- _PROVIDED RECORDS_
============

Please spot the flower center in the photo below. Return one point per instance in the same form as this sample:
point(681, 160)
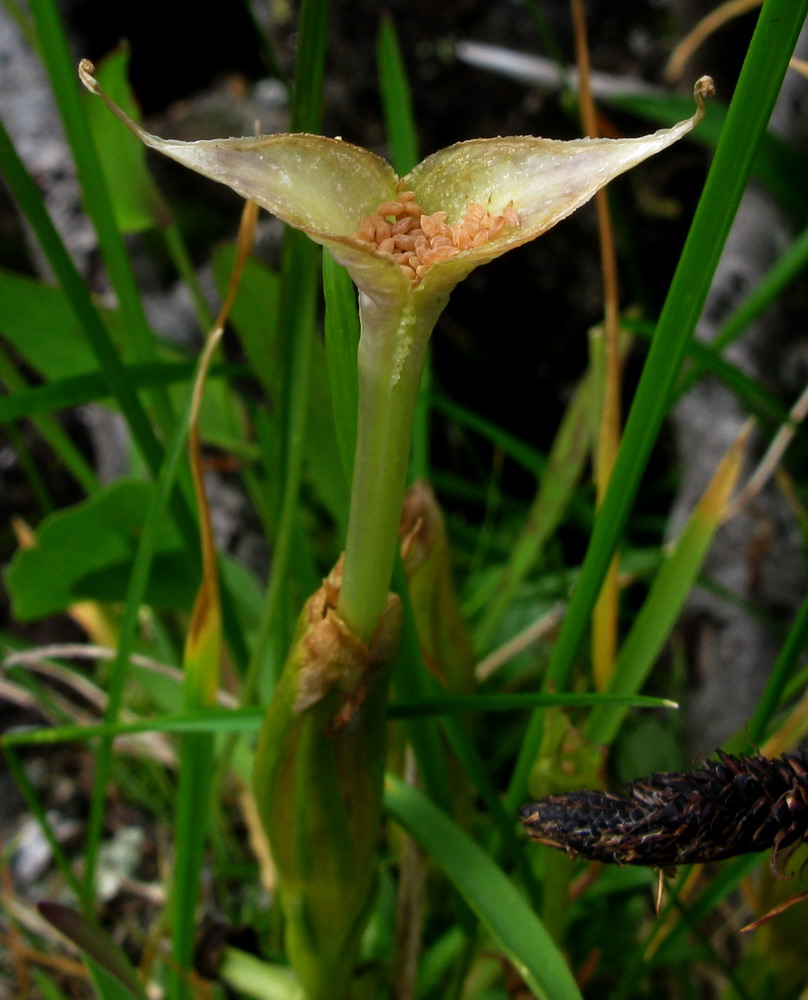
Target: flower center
point(416, 241)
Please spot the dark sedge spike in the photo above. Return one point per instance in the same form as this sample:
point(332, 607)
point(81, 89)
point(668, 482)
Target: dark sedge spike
point(727, 807)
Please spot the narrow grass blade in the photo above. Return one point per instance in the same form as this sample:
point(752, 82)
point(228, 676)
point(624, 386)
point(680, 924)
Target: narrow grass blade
point(61, 70)
point(96, 944)
point(402, 135)
point(761, 77)
point(565, 463)
point(490, 894)
point(667, 596)
point(248, 720)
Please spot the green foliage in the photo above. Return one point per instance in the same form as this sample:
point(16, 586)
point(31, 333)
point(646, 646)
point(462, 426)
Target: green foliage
point(124, 561)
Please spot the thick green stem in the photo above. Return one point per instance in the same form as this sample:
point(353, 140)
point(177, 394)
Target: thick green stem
point(392, 350)
point(384, 434)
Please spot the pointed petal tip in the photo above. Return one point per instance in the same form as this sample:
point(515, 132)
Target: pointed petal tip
point(86, 71)
point(703, 90)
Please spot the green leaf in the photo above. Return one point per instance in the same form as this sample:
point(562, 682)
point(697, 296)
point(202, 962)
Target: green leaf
point(86, 553)
point(487, 890)
point(108, 965)
point(41, 325)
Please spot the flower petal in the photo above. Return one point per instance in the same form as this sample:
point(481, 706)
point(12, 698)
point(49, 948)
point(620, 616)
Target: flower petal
point(322, 186)
point(544, 179)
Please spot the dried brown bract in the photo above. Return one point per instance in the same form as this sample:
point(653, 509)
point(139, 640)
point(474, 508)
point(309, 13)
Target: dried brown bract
point(727, 807)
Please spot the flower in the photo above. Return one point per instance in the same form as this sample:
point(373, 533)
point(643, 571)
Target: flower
point(406, 242)
point(466, 204)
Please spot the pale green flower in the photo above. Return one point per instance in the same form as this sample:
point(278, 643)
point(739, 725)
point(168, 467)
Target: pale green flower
point(484, 197)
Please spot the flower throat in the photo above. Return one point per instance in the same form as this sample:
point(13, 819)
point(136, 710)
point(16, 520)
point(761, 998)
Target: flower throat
point(416, 241)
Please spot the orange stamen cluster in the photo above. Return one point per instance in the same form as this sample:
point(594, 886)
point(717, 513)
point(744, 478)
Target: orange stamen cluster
point(416, 241)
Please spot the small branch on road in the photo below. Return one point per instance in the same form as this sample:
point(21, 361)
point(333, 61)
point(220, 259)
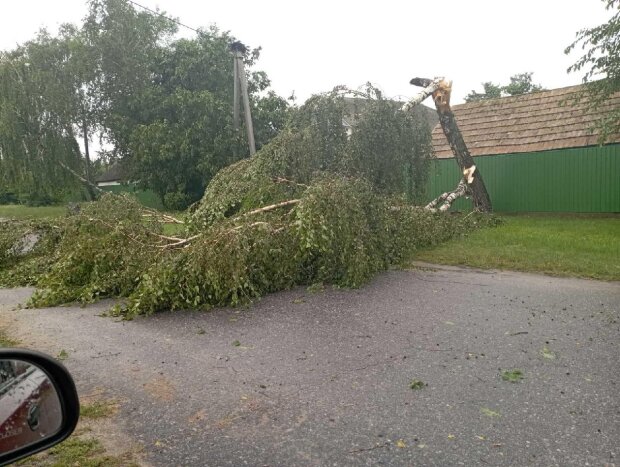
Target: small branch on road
point(378, 446)
point(107, 355)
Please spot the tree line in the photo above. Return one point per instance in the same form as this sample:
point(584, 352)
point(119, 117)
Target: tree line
point(162, 104)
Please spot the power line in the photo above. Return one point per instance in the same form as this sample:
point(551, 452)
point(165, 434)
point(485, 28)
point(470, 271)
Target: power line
point(164, 16)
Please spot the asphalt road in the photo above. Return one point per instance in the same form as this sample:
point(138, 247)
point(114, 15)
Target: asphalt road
point(324, 379)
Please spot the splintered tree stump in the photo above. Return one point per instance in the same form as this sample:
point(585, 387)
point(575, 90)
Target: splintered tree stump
point(441, 95)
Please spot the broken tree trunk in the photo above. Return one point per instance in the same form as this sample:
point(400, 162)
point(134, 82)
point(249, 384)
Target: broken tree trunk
point(441, 96)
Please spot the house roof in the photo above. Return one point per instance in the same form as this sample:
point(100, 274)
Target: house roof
point(115, 173)
point(533, 122)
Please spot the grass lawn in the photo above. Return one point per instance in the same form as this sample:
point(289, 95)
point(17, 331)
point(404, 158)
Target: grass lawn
point(18, 211)
point(579, 246)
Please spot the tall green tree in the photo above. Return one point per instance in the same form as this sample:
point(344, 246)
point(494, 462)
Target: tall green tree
point(186, 134)
point(520, 84)
point(601, 63)
point(38, 146)
point(163, 106)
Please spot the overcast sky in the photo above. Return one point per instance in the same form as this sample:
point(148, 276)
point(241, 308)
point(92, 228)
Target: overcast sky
point(311, 46)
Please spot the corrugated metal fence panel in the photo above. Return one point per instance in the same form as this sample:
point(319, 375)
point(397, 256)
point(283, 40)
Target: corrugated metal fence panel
point(566, 180)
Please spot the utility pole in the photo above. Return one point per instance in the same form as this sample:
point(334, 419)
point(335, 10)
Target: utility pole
point(241, 84)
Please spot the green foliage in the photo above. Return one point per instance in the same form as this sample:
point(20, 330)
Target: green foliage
point(391, 149)
point(314, 206)
point(520, 84)
point(19, 267)
point(601, 63)
point(162, 104)
point(103, 252)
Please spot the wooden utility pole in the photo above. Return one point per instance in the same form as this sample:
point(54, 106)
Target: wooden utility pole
point(241, 84)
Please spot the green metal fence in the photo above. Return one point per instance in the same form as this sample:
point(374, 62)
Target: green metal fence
point(566, 180)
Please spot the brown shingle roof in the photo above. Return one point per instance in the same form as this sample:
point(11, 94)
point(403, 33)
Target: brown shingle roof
point(532, 122)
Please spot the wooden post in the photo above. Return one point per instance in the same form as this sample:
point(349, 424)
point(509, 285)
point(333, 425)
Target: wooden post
point(238, 50)
point(441, 96)
point(236, 96)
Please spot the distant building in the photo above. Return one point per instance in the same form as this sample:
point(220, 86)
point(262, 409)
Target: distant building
point(536, 152)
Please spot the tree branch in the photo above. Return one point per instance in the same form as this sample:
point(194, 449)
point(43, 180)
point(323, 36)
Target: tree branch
point(79, 177)
point(430, 86)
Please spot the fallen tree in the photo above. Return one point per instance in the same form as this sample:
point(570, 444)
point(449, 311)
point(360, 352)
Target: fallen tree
point(310, 207)
point(472, 183)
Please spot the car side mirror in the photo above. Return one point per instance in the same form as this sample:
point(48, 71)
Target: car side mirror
point(39, 405)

============

- _DESCRIPTION OF THE TASK_
Rewrite all of the records above with every "Please spot" changed to "Please locate" and nothing else altered. Leave the pictures out of your answer.

- _THE RESPONSE_
Please locate the flower center in the photo below. Return one point per instance in the same form as this sample:
point(681, 160)
Target: flower center
point(416, 241)
Please locate the dark sedge spike in the photo above. Return one point per instance in the same form as this sample:
point(332, 607)
point(81, 89)
point(668, 482)
Target: dark sedge spike
point(727, 807)
Please locate the narrow grass blade in the photo above. Return one point per instance in the same form as this sample:
point(752, 82)
point(228, 676)
point(624, 386)
point(680, 924)
Target: narrow grass blade
point(61, 70)
point(96, 944)
point(402, 135)
point(761, 77)
point(565, 463)
point(490, 894)
point(667, 596)
point(248, 720)
Please locate the green foliage in the photo above. Return one point per instance in the same form as this sample:
point(16, 586)
point(31, 333)
point(646, 646)
point(462, 426)
Target: green foliage
point(124, 561)
Please locate the thick green stem in the photo above. Return one point per instance in the same form as this sample:
point(353, 140)
point(177, 394)
Target: thick green stem
point(392, 350)
point(384, 434)
Please locate the pointed petal tip in the photo above. Return one point per instance in the same form as this sample:
point(515, 132)
Target: pointed petal tip
point(86, 71)
point(703, 90)
Please locate the green leaf in the photo above. Return one point per instance in the same form as this sample:
point(562, 682)
point(697, 296)
point(202, 962)
Target: green leaf
point(86, 553)
point(487, 890)
point(108, 965)
point(41, 325)
Please locate the flower petal in the photo above. Return one point per instance in the same form as this sample:
point(481, 706)
point(12, 698)
point(49, 948)
point(620, 616)
Target: flower petal
point(322, 186)
point(544, 179)
Please locate the dried brown bract in the photo above. Return one point per instance in the same form as this sample:
point(653, 509)
point(139, 640)
point(474, 508)
point(309, 13)
Target: dried brown bract
point(727, 807)
Please locate the flower in the photo above. Return one point per instance in the same form as this sample:
point(373, 533)
point(643, 571)
Target: flower
point(406, 242)
point(466, 204)
Please locate the pale green flower in the photo above. Return one point per instance in the same form as this sample:
point(278, 643)
point(739, 725)
point(168, 467)
Target: pale green flower
point(484, 197)
Please locate the flower throat in the photo above. Return one point per instance in the same form as this sample:
point(13, 819)
point(136, 710)
point(16, 520)
point(761, 998)
Target: flower throat
point(416, 241)
Please locate the orange stamen cluster in the photo above. Return one point per instance in the same form as this sample:
point(594, 886)
point(717, 513)
point(744, 478)
Target: orange stamen cluster
point(416, 241)
Please locate the small branch on road in the photo below. Return one point per instance in the same form as this sample:
point(21, 361)
point(333, 61)
point(220, 259)
Target: small branch on road
point(378, 446)
point(107, 355)
Please locate the tree line in the photo above. Return one point per instance in the same form as this sample:
point(584, 352)
point(119, 117)
Target: tree line
point(162, 104)
Please locate the power line in the photo above. Return one point per instance in the same form as this sample:
point(551, 452)
point(165, 434)
point(485, 28)
point(470, 271)
Target: power line
point(164, 16)
Please locate the asphalt road in the photo above. Return one point per instance in the same form as this sample:
point(138, 247)
point(114, 15)
Target: asphalt road
point(324, 379)
Please locate the splintered tree stump in the photo above. Return one point per instance in the same form as this sample:
point(585, 387)
point(575, 90)
Target: splintered tree stump
point(441, 95)
Please locate the broken tree trunk in the photo above. Return one point per instance in the same form as this sample:
point(400, 162)
point(134, 82)
point(249, 384)
Target: broken tree trunk
point(441, 96)
Please locate the house roof in the photo above. Return one point per instance in the same form as this sample:
point(100, 274)
Target: house roof
point(115, 173)
point(533, 122)
Please locate the grass lawn in the photo above. Return one point per instance in the same form as this sample:
point(289, 95)
point(17, 331)
point(404, 158)
Target: grass lawn
point(18, 211)
point(579, 246)
Please locate the tall green tree in the photo above. Return one point per instance in the same form as this sample:
point(344, 246)
point(494, 462)
Target: tall green tree
point(186, 134)
point(520, 84)
point(601, 63)
point(38, 146)
point(163, 106)
Please locate the overcast sky in the photo above. Return one point per instance in the same form as this sample:
point(148, 276)
point(241, 308)
point(92, 228)
Target: overcast sky
point(311, 46)
Please locate the corrugated metal fence panel in the photo above. Return one point per instance in the same form as this sample:
point(319, 375)
point(397, 256)
point(283, 40)
Target: corrugated metal fence panel
point(566, 180)
Please locate the utility pole in the photo above. Return one point per instance in the same form as this sample:
point(334, 419)
point(335, 10)
Target: utility pole
point(241, 84)
Please locate the green foliage in the photo above. Return one point per instance in the same form as this sample:
point(20, 330)
Target: green foliage
point(391, 149)
point(314, 206)
point(520, 84)
point(19, 267)
point(601, 63)
point(162, 104)
point(103, 252)
Please locate the wooden utility pole in the photo above. Return one point per instance in the same form as this sample:
point(54, 106)
Target: wooden utility pole
point(241, 84)
Please locate the green metal fence in the photo above. Return one point per instance in the same form as this sample:
point(374, 62)
Target: green metal fence
point(566, 180)
Please locate the brown shingle roof in the photo above. Return one point per instance in the same form as this sample:
point(11, 94)
point(403, 33)
Target: brown shingle roof
point(532, 122)
Please locate the wooden post in the photo above. Return one point per instance in the same form as this sample:
point(349, 424)
point(509, 285)
point(333, 425)
Target: wooden post
point(238, 50)
point(441, 96)
point(236, 96)
Please locate the distant building in the photo above. Return one point per instance in the same form as this sample:
point(220, 86)
point(262, 409)
Target: distant building
point(536, 152)
Please locate the tree branch in the photo above. Return one point per instance in the same form as this sample:
point(194, 449)
point(43, 180)
point(323, 36)
Target: tree branch
point(79, 177)
point(430, 86)
Please locate the fallen tree in the photo above. Return one point per instance in the same form as this sample:
point(570, 444)
point(449, 311)
point(360, 352)
Target: fallen tree
point(310, 207)
point(472, 183)
Please locate the car side mirror in the photo above. Return one point per instance in the same form as this sample:
point(48, 71)
Target: car side mirror
point(39, 405)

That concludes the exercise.